- _SELECTED EXTRACT_:
********************

Although not typically thought of as a online magazine, I think that Cracked is the direction that I would take a digital magazine. The dynamics are simply superb. There are articles, columnists, forums, multimedia, and much more. This is the kind of interactive magazine that I think will catch the attention of audiences who have grown up in the digital age.

I particularly like the lists that they published. For example, my one of my favorites is "6 Pet Products that Prove Rich People Have Gone Insane". This list includes renting pet tuxes for weddings, hiring a pet party planner, mansions for the dog, and custom portraits.

If every online magazine had this kind of dynamic, I would never be able to tear myself away!

What's in a font?

Choosing a font for an online magazine can be difficult. You want to choose a font that will be reader-friendly but also goes along with the theme of your magazine. 

In the past, I have used a website called TypeTester. This website allows you to test and compare three different fonts at a time so that you can decide which font is the best. I also allows you to choose different font colors and page backgrounds. This is an awesome tool because it takes out the element guessing that may be involved with web creation.

I would encourage everyone to check it out!

Google Trends

Okay, so I promise I'm not a statistics nerd or anything, but I do occasionally love to use Google Trends because it can graphically show how ridiculous and ADD we can be in our culture. So, so many interesting things, and they all tell a story. Think Kanye West was a jerk to Taylor Swift back in 2009? Well stats show she was trending over three times as much right after the incident occurred. Free publicity, anyone? I mean, has anyone given a damn about Taylor Swift since then? And of course, Google Trends can be used to chart the progress of all these crazy memes that are emerging as part of internet culture.

More time on...?

There wzs something in the paper prompt that didn't end up fitting into the flow of my paper so I thought I'd discuss it here, which is things I wish we'd spent more time on.  Now, some of this is my own silly fault, as you will see.

I just think that we as a class could have spent more time discussing web design, what sites to use, navigation ideas, maybe running us through a little basic HTML.  I know, I know, if I wanted to learn more about design I should have joined the design group or taken a lower division web design course (specifically web design, not graphic design...does NMSU offer that?).  Maybe take some time to toy around with Flash (or whatever Flash alternative may emerge that is compatible with those fancy-shmancy Apple products).

********************

- _RECORDED DATA_:

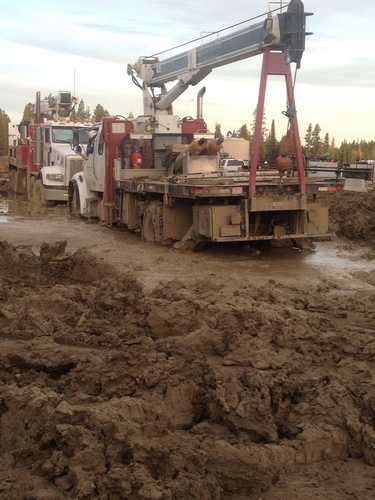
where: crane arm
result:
[127,0,309,114]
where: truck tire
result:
[68,183,81,217]
[141,201,163,242]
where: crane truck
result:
[9,91,91,205]
[69,0,328,248]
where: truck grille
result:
[65,156,83,183]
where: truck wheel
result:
[142,201,163,241]
[69,184,81,217]
[27,176,36,201]
[9,170,17,193]
[33,179,55,207]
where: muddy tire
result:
[142,201,163,241]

********************

- _WRITTEN EXERCISE_: Can you write out the blog excerpt on online magazines word for word, from "Although not typically" to "the digital age."? You can leave the data aside; it isn't needed here.

- _IN RESPONSE_:
Although not typically thought of as a online magazine, I think that Cracked is the direction that I would take a digital magazine. The dynamics are simply superb. There are articles, columnists, forums, multimedia, and much more. This is the kind of interactive magazine that I think will catch the attention of audiences who have grown up in the digital age.